- PROBLEM TO WORK ON
Only the pictures are to be left out; set down the rest of the records exactly.

:: PROVIDED DATA ::

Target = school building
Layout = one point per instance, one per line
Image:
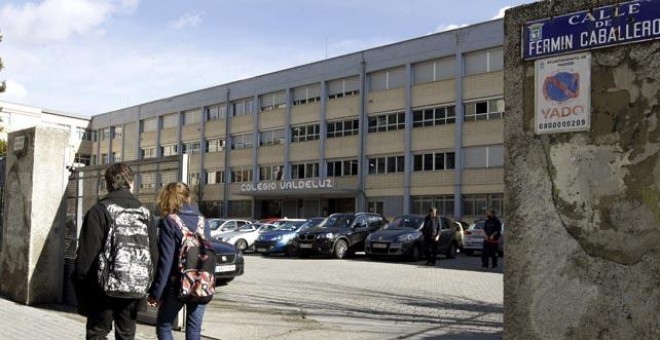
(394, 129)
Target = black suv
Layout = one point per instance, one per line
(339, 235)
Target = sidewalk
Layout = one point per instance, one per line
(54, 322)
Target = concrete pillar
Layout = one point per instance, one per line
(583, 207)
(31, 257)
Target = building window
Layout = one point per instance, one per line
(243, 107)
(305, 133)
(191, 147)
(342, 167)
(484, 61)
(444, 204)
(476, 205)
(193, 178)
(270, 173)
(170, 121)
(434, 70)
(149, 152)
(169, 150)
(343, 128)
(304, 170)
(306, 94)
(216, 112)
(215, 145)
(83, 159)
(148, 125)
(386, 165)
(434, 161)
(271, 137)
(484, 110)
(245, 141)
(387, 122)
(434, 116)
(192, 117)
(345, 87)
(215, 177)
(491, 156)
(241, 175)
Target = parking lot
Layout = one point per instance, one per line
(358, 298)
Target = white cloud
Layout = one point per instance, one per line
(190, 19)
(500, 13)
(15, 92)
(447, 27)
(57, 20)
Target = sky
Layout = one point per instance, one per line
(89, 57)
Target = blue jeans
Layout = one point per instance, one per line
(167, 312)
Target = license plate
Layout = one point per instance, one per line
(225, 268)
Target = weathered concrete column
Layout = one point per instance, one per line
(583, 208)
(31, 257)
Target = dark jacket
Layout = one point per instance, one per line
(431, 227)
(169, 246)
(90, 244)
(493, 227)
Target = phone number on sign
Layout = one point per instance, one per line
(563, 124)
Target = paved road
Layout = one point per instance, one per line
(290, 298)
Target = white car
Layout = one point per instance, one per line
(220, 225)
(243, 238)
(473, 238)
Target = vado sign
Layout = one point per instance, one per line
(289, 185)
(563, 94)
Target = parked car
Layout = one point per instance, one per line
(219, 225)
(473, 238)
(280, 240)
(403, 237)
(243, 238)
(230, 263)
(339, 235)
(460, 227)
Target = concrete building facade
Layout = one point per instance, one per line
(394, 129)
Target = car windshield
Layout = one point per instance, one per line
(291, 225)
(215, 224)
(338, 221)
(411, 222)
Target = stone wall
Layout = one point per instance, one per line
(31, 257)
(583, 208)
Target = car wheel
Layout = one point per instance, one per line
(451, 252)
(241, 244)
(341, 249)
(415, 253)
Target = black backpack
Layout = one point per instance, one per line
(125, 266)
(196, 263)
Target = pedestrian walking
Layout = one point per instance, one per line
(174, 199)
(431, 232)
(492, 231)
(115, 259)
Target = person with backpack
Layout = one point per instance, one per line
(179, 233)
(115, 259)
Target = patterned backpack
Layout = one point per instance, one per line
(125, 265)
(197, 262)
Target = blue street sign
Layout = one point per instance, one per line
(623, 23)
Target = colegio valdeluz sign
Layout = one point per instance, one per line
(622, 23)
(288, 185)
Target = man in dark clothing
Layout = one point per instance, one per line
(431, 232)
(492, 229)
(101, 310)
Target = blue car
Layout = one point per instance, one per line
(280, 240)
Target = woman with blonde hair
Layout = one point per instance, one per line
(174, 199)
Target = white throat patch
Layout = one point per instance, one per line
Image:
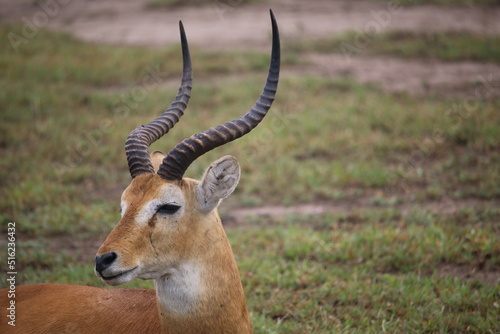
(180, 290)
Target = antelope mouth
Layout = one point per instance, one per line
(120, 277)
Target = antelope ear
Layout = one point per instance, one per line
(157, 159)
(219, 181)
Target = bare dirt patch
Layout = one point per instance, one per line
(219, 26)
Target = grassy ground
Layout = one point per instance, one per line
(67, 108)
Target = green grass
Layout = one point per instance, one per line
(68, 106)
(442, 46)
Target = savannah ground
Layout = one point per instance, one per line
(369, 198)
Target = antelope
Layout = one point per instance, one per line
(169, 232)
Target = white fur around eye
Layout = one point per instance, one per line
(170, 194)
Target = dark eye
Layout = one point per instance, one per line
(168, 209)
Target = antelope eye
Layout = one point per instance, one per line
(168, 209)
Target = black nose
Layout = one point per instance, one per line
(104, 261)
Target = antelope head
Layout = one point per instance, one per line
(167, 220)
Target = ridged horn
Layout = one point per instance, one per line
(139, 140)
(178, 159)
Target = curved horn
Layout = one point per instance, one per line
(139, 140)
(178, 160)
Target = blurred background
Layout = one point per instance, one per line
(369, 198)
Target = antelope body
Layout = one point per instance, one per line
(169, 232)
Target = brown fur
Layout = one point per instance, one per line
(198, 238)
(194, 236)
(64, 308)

:::

- ANSWER TO THIS TASK
Target = school building
Layout = one point per instance, one per line
Image:
(394, 129)
Target = black suv
Layout = one point per instance, one per line
(339, 235)
Target = sidewalk
Layout = one point per instance, one per line
(54, 322)
Target = concrete pillar
Layout = one point per instance, one per line
(583, 207)
(31, 257)
Target = building window
Layout = one point per instance, one per line
(243, 107)
(305, 133)
(191, 147)
(342, 167)
(484, 61)
(444, 204)
(476, 205)
(193, 178)
(270, 173)
(170, 121)
(434, 70)
(149, 152)
(169, 150)
(343, 128)
(304, 170)
(306, 94)
(216, 112)
(215, 145)
(83, 159)
(148, 125)
(386, 165)
(434, 161)
(271, 137)
(484, 110)
(245, 141)
(387, 122)
(434, 116)
(192, 117)
(345, 87)
(215, 177)
(491, 156)
(241, 175)
Target = parking lot
Layout = one point per instance, one per line
(358, 298)
Target = white cloud
Layout = one point per instance, one per line
(190, 19)
(500, 13)
(15, 92)
(447, 27)
(57, 20)
Target = sky
Layout = one point per instance, one per line
(89, 57)
Target = blue jeans
Layout = one point per instance, one per line
(167, 312)
Target = license plate
Layout = one point per instance, one per line
(225, 268)
Target = weathered concrete column
Layout = one point per instance, one per line
(583, 208)
(31, 257)
Target = dark jacket
Layout = one point per instance, one per line
(431, 227)
(169, 246)
(90, 244)
(493, 227)
Target = phone number on sign
Layout = one point per instance, one per line
(563, 124)
Target = paved road
Layout = one point per instance, one per line
(290, 298)
Target = white car
Layout = one point per instance, one per line
(220, 225)
(243, 238)
(473, 238)
Target = vado sign
Layout = one point per instance, one per line
(289, 185)
(563, 94)
Target = parked car
Layout = one point per instance, one per line
(219, 225)
(473, 238)
(280, 240)
(403, 237)
(243, 238)
(230, 263)
(339, 235)
(460, 227)
Target = concrete building facade
Layout = one point per instance, one per line
(394, 129)
Target = car windshield
Layout = one point per instance, one per line
(291, 225)
(215, 224)
(338, 221)
(411, 222)
Target = stone wall
Layout = one point per instance, one per line
(31, 257)
(583, 208)
Target = car wheel
Layout = one point per instance, one per line
(451, 252)
(241, 244)
(341, 249)
(415, 253)
Target = black backpack
Layout = one point per instance, one per line
(125, 266)
(196, 263)
Target = pedestrian walking
Layout = one point per instance, one per line
(174, 199)
(431, 232)
(492, 231)
(115, 259)
Target = person with backpack
Layout = one point per instance, one per line
(179, 233)
(115, 259)
Target = patterned backpack
Layout = one point per instance, one per line
(125, 265)
(197, 262)
Target = blue street sign
Layout = one point per instance, one per line
(623, 23)
Target = colegio valdeluz sign
Layout = one point per instance, one per line
(622, 23)
(288, 185)
Target = man in dark clothing
Layout = one point per instance, one per line
(431, 232)
(492, 229)
(101, 310)
Target = blue car
Layout = one point per instance, one per line
(280, 240)
Target = woman with blonde hair
Layout = one point per instance, one per line
(174, 199)
Target = white throat patch
Layout = one point per instance, one per line
Image:
(180, 290)
Target = antelope mouth
Layout = one point per instance, one per line
(120, 277)
Target = antelope ear
Layout = one point per instance, one per line
(157, 159)
(219, 181)
Target = bare dirt patch
Layout = one point per instance, one per line
(219, 26)
Target = grassy ground
Layout = one point per instance, one per line
(67, 108)
Target = green grass
Layout = one point per instance, one per line
(68, 106)
(442, 46)
Target = savannah ground
Layout = one point per instance, one per line
(369, 198)
Target = antelope
Layout = one point per instance, one per line
(169, 232)
Target = white fur around eye
Layout = one point per instance, one per line
(170, 194)
Target = dark eye
Layout = one point per instance, one per line
(168, 209)
Target = antelope eye
Layout = one point per instance, one per line
(168, 209)
Target = black nose
Layout = one point per instance, one per line
(104, 261)
Target = antelope head
Layout = one point per instance, one per line
(167, 220)
Target = ridged horn
Layout = one point per instance, one per line
(139, 140)
(178, 159)
Target = curved horn
Layout = one point per instance, one per line
(139, 140)
(178, 160)
Target = blurred background
Layout = one point per instance, one per line
(369, 198)
Target = antelope body
Layout = one point per instance, one per line
(169, 232)
Target = brown fur
Layout = one point per instance, one per line
(198, 238)
(194, 236)
(64, 308)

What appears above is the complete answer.